[Stated problem]
Please copy the lines below exactly as they appear, with no changes.

[Exercise material]

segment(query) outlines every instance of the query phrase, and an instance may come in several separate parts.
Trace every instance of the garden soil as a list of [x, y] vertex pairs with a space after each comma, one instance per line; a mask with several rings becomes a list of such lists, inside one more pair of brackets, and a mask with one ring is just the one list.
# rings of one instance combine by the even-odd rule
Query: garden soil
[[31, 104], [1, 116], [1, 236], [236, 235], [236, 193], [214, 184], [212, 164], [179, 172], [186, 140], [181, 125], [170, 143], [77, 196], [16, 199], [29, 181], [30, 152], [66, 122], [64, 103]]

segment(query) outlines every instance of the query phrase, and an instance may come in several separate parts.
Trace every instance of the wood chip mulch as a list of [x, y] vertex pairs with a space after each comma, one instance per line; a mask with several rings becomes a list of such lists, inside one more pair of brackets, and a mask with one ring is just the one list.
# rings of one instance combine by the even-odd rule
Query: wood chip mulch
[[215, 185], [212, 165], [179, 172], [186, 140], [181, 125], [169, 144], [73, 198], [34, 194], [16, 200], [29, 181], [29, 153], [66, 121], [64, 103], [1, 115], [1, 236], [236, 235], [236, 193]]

[Task response]
segment(query) outlines every instance of the query phrase, and an instance may come in several separate parts.
Trace every instance of the garden soil as a list of [x, y] vertex pairs with a space after each comma, one instance per line; a mask with several rings becomes a list of such lists, inside one more pair of brackets, and a mask with one ring is just the one list.
# rings of one instance combine by the even-odd rule
Query: garden soil
[[31, 104], [1, 116], [1, 236], [236, 235], [236, 193], [214, 184], [212, 164], [179, 172], [186, 140], [181, 125], [170, 143], [77, 196], [16, 199], [29, 181], [30, 152], [66, 122], [64, 103]]

segment(query) outlines every instance of the query phrase, and an instance may come in several separate parts.
Trace every instance of the wood chip mulch as a list of [x, y] vertex pairs with a space after each comma, one instance per line; a mask with several rings becomes a list of such lists, inside one more pair of brackets, and a mask with one ring is just the one list.
# rings of one instance combine by the even-odd rule
Query: wood chip mulch
[[215, 185], [212, 165], [179, 172], [186, 140], [181, 125], [169, 144], [73, 198], [34, 194], [16, 200], [29, 181], [29, 153], [66, 121], [64, 103], [1, 115], [1, 236], [236, 235], [236, 193]]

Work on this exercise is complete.